Задания к выполнению:
**a)** Воспроизведите дословно фрагмент текста о Стаховиче: всё начиная со слов «Все – применительно: к» и вплоть до слов «я бы ожила.».
**b)** Продолжите текст о Стаховиче, начав сразу после его последнего предложения.

### Извлечённый текст ###

Говорят не так и не те. Станиславский – слишком просто (я бы даже сказала – простецки), сводя всего Стаховича к быту: сначала придворно-военному, потом театральному и, что хуже всего, – к Художественному театру: олицетворению его! – упуская элемент мятежа, толкнувшего придворного – в актерство, наивно смешивая обаяние над Стаховичем дерзкого слова «художественники» с влечением к Художественному театру, как к таковому, забывая и фон, и тон той удушающей эпохи, забывая откуда и только помня – куда.
Росси (в статье, которую читает другой) упрощает сложную лирико-цинико-стоико-эпикурейскую сущность Стаховича до русских дворянских гнезд и дает фельетон вместо поэмы. Южин – как общественное лицо и привыкшее хоронить таковых – неведомо зачем и почему припоминает грехи дворянства и ставит на вид «общественную пользу Стаховичей» (ложь! совершенно бесполезны, как скаковая лошадь. Разве для тех, кто как я, на них ставит.).
Все – применительно: к театру ли, к общественности ли, к дворянству ли… Никто – вне: Стахович как явление.
Лучше всех – с волнением, смело, ни слова лишнего – говорит студиец Судаков. Одна фраза – совсем моя:
«И лучший урок bon ton, maintien tenue [54] нам дал Стахович 11-го марта 1919 г.». (27-го февраля – 11-го марта, день смерти.)
Слушаю, слушаю, слушаю. Все ниже и ниже опускаю голову, понимаю роковую ошибку этой зимы, каждое слово, как нож, нож все глубже и глубже, не даю себе дочувствовать, – ах, все равно – ведь я тоже умру!
И скажу еще одно, чего не говорит никто, что знают (?) все: Стахович и Любовь, о любовности этого cause-ur’a [55] , о бессмысленности его вне любви.
И скажу еще одно, чего не знает никто: если бы на Рождестве 1918 г. я, как хотела, зашла к Стаховичу, он бы не умер.
А я бы ожила.
Стихов к нему мне на панихиде прочесть не дали. Были Каменева и еще кто-то. Н<емирович>-Д<анченко> кипятился и колебался: с одной стороны – «номер», с другой – камера.
…Вы не вышли к черни с хлебом-солью
И скрестились – от дворянской скуки! —
В черном царстве «трудовых мозолей» —
Ваши восхитительные руки…
– Вот, если бы это пропустить…
– Нельзя, это главное. – Но я не настаивала: Стаховича в зале не было.
Переписала эти стихи его милой сестре – единственной, кому они были нужны. Выступать для меня всегда превозможение, при моей брезгливости к зрелищам и общественности это законно! Не робость: некая недоуменная отчужденность: stranger hear [56] .

### Перечень данных ###

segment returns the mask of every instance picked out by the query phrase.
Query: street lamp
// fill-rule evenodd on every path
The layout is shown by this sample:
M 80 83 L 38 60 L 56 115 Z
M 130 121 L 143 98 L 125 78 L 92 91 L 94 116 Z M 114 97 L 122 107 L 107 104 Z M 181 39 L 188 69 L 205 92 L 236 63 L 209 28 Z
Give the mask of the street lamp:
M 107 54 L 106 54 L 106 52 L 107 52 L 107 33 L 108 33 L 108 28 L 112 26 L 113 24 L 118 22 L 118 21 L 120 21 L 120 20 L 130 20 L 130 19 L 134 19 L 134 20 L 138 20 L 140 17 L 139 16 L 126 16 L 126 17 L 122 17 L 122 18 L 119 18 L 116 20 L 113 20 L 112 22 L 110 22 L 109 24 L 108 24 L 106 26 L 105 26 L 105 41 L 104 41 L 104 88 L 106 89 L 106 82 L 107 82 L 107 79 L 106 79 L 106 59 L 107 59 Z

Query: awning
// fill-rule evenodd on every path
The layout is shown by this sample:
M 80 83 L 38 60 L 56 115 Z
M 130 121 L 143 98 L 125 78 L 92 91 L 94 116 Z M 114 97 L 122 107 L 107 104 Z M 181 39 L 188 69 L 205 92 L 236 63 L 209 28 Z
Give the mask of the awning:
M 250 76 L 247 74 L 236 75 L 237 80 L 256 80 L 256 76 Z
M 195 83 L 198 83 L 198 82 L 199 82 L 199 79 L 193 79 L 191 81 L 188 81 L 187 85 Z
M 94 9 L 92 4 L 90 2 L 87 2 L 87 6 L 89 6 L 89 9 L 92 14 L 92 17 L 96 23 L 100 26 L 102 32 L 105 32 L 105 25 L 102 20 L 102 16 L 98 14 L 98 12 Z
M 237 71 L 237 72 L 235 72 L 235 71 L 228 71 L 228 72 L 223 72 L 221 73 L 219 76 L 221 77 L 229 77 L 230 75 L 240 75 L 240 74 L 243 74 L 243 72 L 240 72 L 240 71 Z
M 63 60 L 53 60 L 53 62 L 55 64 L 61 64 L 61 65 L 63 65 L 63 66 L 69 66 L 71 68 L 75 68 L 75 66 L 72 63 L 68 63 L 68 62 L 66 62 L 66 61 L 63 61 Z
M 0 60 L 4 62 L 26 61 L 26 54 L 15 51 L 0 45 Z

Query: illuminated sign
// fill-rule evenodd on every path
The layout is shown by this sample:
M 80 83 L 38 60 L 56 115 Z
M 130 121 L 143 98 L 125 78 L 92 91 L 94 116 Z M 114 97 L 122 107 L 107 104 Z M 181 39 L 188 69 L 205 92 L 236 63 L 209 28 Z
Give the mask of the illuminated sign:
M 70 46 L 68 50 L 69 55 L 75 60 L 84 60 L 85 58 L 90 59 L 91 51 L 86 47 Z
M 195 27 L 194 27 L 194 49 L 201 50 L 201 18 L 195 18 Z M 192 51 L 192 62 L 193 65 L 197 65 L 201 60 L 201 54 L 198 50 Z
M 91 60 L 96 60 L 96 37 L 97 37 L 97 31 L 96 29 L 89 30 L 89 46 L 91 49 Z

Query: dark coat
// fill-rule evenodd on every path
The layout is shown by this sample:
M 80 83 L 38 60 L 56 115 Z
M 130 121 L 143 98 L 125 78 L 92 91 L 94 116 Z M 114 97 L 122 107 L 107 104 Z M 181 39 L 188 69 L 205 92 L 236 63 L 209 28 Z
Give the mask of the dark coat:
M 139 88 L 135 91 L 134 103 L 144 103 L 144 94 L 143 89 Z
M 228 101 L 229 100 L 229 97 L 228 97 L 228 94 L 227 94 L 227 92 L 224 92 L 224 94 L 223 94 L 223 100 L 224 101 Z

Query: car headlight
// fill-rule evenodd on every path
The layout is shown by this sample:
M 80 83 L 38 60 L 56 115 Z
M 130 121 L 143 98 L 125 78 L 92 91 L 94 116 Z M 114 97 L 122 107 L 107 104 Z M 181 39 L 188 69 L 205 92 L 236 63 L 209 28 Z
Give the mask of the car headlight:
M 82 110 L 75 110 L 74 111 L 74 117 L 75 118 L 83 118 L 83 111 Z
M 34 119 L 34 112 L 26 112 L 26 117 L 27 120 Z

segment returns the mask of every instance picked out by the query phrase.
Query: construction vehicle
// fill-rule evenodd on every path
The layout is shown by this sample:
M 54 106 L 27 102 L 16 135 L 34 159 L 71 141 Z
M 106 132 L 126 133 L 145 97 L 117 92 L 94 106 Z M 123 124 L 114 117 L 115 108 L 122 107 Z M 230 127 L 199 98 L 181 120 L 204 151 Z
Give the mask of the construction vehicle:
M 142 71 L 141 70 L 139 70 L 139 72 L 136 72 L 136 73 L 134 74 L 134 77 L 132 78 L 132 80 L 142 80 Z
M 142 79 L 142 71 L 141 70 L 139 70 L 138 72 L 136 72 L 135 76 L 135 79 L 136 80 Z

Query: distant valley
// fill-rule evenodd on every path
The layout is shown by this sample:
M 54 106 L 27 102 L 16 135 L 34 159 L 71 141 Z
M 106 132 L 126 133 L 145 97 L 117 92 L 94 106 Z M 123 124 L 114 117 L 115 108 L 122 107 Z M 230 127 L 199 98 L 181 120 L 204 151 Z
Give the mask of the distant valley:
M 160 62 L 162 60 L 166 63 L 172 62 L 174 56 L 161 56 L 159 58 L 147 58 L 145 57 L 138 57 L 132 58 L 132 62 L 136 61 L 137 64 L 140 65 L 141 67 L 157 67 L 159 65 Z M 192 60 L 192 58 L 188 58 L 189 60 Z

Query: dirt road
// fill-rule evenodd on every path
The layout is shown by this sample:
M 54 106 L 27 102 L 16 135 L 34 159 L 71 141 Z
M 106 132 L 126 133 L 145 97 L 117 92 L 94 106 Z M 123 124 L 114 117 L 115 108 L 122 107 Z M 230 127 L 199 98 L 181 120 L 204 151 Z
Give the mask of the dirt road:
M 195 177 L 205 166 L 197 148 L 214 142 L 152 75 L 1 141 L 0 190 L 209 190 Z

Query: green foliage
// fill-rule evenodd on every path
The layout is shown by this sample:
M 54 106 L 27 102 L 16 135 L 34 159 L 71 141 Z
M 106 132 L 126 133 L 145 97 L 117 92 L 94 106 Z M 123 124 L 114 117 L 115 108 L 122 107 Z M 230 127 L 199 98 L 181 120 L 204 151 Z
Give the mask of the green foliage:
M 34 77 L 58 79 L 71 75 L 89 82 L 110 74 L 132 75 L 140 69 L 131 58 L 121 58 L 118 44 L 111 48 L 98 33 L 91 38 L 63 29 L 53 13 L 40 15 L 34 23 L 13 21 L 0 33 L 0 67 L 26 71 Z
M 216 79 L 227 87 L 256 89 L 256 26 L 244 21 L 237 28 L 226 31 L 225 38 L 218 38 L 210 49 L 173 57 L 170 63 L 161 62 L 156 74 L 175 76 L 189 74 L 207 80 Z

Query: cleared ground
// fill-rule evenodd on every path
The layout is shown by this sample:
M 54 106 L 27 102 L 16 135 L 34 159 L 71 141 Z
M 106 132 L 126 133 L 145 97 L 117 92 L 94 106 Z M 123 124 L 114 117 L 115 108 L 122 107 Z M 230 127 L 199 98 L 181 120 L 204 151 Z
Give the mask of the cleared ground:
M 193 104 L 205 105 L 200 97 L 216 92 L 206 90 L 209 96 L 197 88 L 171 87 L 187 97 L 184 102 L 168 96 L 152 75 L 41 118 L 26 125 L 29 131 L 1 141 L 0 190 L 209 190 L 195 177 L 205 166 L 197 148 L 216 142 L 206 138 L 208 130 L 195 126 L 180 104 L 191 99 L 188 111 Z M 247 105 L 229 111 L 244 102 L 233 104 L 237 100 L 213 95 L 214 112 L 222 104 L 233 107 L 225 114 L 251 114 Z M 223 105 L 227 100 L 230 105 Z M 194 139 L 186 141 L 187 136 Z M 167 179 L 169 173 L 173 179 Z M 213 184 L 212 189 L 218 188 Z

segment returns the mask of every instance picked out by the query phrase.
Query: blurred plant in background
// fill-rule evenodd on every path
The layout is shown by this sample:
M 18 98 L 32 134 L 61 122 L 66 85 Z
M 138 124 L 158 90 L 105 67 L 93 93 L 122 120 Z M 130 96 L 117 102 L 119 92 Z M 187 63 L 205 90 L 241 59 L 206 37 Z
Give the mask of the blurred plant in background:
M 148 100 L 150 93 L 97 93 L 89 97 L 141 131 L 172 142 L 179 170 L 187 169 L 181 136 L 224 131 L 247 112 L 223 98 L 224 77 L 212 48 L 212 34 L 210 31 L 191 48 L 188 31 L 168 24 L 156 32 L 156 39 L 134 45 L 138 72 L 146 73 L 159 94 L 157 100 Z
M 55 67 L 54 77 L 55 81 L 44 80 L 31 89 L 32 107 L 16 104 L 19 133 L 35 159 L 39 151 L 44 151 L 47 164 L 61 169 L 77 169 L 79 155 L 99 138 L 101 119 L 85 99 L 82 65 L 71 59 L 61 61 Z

###

Ответы ниже:
**a)**
Все – применительно: к театру ли, к общественности ли, к дворянству ли… Никто – вне: Стахович как явление.
Лучше всех – с волнением, смело, ни слова лишнего – говорит студиец Судаков. Одна фраза – совсем моя:
«И лучший урок bon ton, maintien tenue [54] нам дал Стахович 11-го марта 1919 г.». (27-го февраля – 11-го марта, день смерти.)
Слушаю, слушаю, слушаю. Все ниже и ниже опускаю голову, понимаю роковую ошибку этой зимы, каждое слово, как нож, нож все глубже и глубже, не даю себе дочувствовать, – ах, все равно – ведь я тоже умру!
И скажу еще одно, чего не говорит никто, что знают (?) все: Стахович и Любовь, о любовности этого cause-ur’a [55] , о бессмысленности его вне любви.
И скажу еще одно, чего не знает никто: если бы на Рождестве 1918 г. я, как хотела, зашла к Стаховичу, он бы не умер.
А я бы ожила.

**b)**
…В черном царстве «трудовых мозолей…»
Не о мозолях труда, о навязанных, глаза намозоливших и в ушах навязших, мозолях равенства – говорю. Потому и взяла в кавычки.
Моя встреча с Стаховичем
– Единственная. – Год назад. – Познакомил нас В Л. М<чеде>лов, с которым знакома давно, но подружились только прошлой зимой. Мне всегда нравилась в нем, человеке театра, эта падкость на иные миры: в человеке зрелища – страсть к незримому. Я прощала ему театр [57] . На его постановке «Дневник Студии» (отрывок из Лескова, «История Лейтенанта Ергунова» и «Белые ночи») я была три-четыре раза – так нравилось! Помню в «Лейтенанте Ергунове», у него, у спящего лейтенанта, слезу. Большую, сонную. Текла и застыла. Жгла и остыла. Он походил на раненного в бою. На всю Белую армию. Потому, может быть, и ходила смотреть.
А комната – трущоба! – берлога! – где обольщает лейтенанта персияночка! Эта дрань, рвань, стклянь. Глаза по углам, узлы по углам. Эти ошметки, о плевки, обглодки. Эта комната, центр которой – туфля. Эта туфля посреди пола, царственным, по бесстрастию, жестом ноги отлетающая в потолок! Это отсутствие здравого смысла в комнате! Отсутствие комнаты в комнате! Мой Борисоглебский живьем! Мое убранство. Моя уборка. Все мои семь комнат в одной. Скелет моего быта. Мой дом.
Помню персияночку (чертовку): шепота. Шепота – лепета – бормота. Возле слов. Наговаривает, насказывает, названивает. Амулеты – браслеты. Под браслетами – лейтенантовы эполеты. Лепета – и бусы, соловьиные рокота – и руки. Руки, ручьи.